Geben Sie aus dem Ausgangstext zum Fall Staufen die Stelle von "Zunächst einmal müssen" bis "Aus- und Weiterbildungsangebote." wortgetreu wieder.

Ausgangstext >>
----
Ministerpräsident Kretschmann (Grüne) hat versprochen, dass der Fall aufgearbeitet wird. Dazu gibt es eine interministerielle Arbeitsgruppe. Reicht das aus?
Ich würde mir wünschen, dass eine unabhängige Expertenkommission den Fall aufarbeitet und zum Anlass nimmt, sich die Probleme grundsätzlich anzuschauen. So wie in Großbritannien. Dort haben Expertenkommissionen die Aufarbeitungen der Skandale übernommen, mit eigener Geschäftsstelle und unabhängig von der Landesregierung. Wir haben das hier im Land nach dem Amoklauf von Winnenden erfolgreich gemacht. Natürlich muss untersucht werden, ob es einzelne Schuldige gibt. Aber entscheidender ist, die Schwierigkeiten grundlegender zu erkennen und anzugehen.
Was stellen Sie sich da vor?
Zunächst einmal müssen alle Beteiligten im Kinderschutz wissen, womit sie es zu tun haben. Der Fall Staufen ist in zwei Instanzen vor Familiengerichten verhandelt worden. Der Junge hatte aber keinen Verfahrensbeistand und wurde nicht angehört. Das sind eklatante Verstöße gegen deutsche und internationale Vorgaben. Jeder Mediziner, jeder Fachanwalt muss sich fortbilden. Ein Familienrichter nicht. Wenn es ums Insolvenzrecht geht, müssen Richter einschlägig fortgebildet sein. Wenn es um das Leben eines Kindes geht, nicht. Mir ist in BadenWürttemberg zum Beispiel keine Fortbildung bekannt, bei der Richter lernen, wie man mit Kindern spricht. Für meinen Geschmack hat Landesjustizminister Guido Wolf da recht schnell öffentlich beteuert, in Baden-Württemberg gäbe es hinrei- chende Aus- und Weiterbildungsangebote.
----
Angaben >>
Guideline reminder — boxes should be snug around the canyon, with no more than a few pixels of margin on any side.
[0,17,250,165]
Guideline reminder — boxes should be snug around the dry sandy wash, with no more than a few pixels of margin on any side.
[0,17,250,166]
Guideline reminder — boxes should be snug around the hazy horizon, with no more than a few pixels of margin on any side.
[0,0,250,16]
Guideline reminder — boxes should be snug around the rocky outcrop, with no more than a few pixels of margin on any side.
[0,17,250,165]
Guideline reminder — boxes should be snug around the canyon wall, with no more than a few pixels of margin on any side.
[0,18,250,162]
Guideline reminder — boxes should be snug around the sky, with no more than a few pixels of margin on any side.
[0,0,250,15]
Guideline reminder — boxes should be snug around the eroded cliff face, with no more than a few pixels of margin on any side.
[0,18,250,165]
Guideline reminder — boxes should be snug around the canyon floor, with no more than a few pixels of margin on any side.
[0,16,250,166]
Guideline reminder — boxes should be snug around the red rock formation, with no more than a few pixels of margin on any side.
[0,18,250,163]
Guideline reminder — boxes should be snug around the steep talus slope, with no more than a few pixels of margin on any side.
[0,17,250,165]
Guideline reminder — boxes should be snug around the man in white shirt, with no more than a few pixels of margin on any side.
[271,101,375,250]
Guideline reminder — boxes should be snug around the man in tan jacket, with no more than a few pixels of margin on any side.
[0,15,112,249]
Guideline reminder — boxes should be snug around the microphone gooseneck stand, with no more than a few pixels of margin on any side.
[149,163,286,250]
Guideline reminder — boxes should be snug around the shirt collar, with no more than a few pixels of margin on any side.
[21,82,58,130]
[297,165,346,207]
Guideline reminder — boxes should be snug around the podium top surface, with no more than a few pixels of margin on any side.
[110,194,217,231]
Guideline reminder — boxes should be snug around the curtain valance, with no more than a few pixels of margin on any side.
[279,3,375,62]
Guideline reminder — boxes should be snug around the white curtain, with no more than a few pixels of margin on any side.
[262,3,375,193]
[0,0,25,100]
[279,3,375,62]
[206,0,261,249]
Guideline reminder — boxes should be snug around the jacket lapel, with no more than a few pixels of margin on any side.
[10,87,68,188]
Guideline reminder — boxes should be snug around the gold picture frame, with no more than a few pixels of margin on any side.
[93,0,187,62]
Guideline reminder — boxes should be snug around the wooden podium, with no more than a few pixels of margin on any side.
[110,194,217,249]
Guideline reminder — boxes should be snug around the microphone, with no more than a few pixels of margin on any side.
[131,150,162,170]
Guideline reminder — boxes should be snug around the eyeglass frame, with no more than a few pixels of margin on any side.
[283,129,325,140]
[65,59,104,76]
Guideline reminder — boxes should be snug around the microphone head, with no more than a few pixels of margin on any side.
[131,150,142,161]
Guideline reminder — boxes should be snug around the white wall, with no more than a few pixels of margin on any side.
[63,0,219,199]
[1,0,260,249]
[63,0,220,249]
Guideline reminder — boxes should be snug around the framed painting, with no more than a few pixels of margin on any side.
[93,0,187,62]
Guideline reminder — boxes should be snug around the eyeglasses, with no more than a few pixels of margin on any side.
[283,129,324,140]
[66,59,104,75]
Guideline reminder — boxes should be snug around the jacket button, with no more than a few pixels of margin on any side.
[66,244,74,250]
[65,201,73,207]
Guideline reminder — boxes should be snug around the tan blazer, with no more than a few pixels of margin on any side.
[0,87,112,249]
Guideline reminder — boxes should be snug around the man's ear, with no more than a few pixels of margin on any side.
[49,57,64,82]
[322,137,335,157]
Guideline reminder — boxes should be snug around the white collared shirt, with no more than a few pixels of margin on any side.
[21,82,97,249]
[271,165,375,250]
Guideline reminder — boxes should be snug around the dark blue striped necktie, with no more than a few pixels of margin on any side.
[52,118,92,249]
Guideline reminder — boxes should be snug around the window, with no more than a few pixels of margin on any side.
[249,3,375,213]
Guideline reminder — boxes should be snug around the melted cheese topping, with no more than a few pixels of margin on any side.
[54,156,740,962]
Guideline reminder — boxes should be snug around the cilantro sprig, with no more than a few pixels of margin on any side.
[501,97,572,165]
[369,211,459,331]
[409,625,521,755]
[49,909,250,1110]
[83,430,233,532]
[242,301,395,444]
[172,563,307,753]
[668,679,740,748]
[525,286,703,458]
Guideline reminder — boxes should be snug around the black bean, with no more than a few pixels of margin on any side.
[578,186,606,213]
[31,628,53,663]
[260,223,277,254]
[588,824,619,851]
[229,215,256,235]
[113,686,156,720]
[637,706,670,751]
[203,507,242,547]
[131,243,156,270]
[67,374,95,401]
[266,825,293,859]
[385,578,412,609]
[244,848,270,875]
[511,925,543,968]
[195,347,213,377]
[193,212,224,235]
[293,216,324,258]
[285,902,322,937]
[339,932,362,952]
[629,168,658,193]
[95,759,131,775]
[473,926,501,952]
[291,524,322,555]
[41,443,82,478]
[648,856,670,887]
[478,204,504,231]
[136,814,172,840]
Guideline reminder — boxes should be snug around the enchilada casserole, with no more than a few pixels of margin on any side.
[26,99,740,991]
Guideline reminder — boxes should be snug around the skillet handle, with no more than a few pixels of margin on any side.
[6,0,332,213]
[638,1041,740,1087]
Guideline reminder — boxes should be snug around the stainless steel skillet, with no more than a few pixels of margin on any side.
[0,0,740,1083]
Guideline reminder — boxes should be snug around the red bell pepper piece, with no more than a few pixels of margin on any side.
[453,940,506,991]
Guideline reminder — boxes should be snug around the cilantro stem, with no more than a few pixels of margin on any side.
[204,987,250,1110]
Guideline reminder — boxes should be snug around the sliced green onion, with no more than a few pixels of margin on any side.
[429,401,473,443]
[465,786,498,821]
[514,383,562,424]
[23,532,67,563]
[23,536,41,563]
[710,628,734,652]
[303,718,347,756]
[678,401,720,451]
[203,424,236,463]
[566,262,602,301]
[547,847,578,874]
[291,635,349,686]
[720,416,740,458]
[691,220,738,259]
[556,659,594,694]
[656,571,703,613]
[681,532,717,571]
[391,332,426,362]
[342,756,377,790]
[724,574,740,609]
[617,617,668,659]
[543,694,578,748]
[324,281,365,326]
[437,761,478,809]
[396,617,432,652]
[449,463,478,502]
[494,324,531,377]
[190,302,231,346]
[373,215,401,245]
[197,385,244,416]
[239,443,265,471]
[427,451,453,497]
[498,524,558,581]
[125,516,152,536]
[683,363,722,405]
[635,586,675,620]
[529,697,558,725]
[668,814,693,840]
----
Ihre Antwort >>
Zunächst einmal müssen alle Beteiligten im Kinderschutz wissen, womit sie es zu tun haben. Der Fall Staufen ist in zwei Instanzen vor Familiengerichten verhandelt worden. Der Junge hatte aber keinen Verfahrensbeistand und wurde nicht angehört. Das sind eklatante Verstöße gegen deutsche und internationale Vorgaben. Jeder Mediziner, jeder Fachanwalt muss sich fortbilden. Ein Familienrichter nicht. Wenn es ums Insolvenzrecht geht, müssen Richter einschlägig fortgebildet sein. Wenn es um das Leben eines Kindes geht, nicht. Mir ist in BadenWürttemberg zum Beispiel keine Fortbildung bekannt, bei der Richter lernen, wie man mit Kindern spricht. Für meinen Geschmack hat Landesjustizminister Guido Wolf da recht schnell öffentlich beteuert, in Baden-Württemberg gäbe es hinrei- chende Aus- und Weiterbildungsangebote.